Written problem
Update the material below by changing every "Pin each instance" to "Locate every instance" and reproducing the rest unchanged, without the pictures.
begin Extracted entries
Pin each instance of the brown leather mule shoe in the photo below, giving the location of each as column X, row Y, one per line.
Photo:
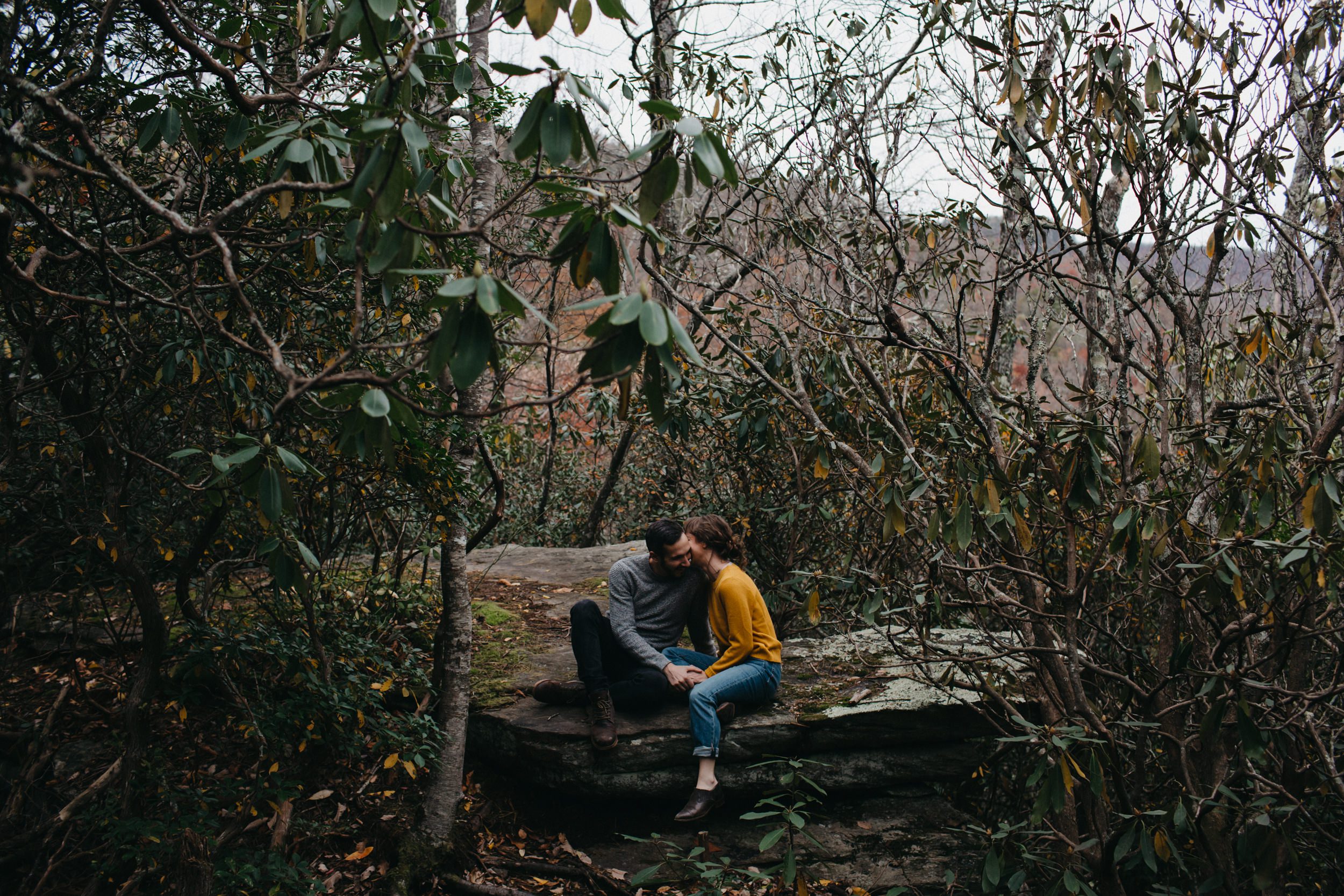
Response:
column 700, row 804
column 560, row 693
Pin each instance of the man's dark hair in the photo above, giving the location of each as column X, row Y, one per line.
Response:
column 660, row 535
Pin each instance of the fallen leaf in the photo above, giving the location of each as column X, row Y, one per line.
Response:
column 361, row 852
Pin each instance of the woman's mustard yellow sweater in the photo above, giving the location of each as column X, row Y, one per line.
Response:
column 740, row 621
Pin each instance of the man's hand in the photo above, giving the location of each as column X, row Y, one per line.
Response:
column 683, row 677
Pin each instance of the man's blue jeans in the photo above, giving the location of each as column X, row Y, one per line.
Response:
column 753, row 682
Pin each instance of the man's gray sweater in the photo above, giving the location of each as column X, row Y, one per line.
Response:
column 648, row 612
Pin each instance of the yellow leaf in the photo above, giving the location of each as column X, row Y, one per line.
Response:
column 1023, row 531
column 992, row 494
column 1162, row 847
column 361, row 852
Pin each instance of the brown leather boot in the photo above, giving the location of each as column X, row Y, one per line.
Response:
end Extracted entries
Answer in full
Locate every instance of the brown leather mule shoe in the photo below, giving the location of each as column X, row Y, one per line.
Photo:
Response:
column 700, row 804
column 560, row 693
Locate every instance of the man's dark hair in the photo above, giving the location of each as column X, row Y, one per line.
Response:
column 660, row 535
Locate every instance of the fallen leaf in the photo above, giving the location of each as column X, row Y, one per line.
Response:
column 361, row 852
Locate every instance of the woman's mustard yellow sweater in the photo above, giving the location of each as column X, row Y, one per line.
Response:
column 740, row 621
Locate every instance of the man's hand in the photo above, giving the location of each as column X, row Y, one per line.
Response:
column 683, row 677
Locate every instance of the man's blue jeans in the photo above, giving the location of each as column X, row Y, one per line.
Response:
column 753, row 682
Locate every instance of the man's gray sweater in the photo above, giving the location of each as column X, row Y, one per line.
Response:
column 648, row 612
Locate every instance of the yellow leaf in the photo above, giving the location of each as column X, row Y, one per line.
Response:
column 1023, row 531
column 992, row 494
column 1162, row 847
column 361, row 852
Locate every instance of the brown leather boot in the photo above, giving the location of each as column X, row Y, one per line.
Response:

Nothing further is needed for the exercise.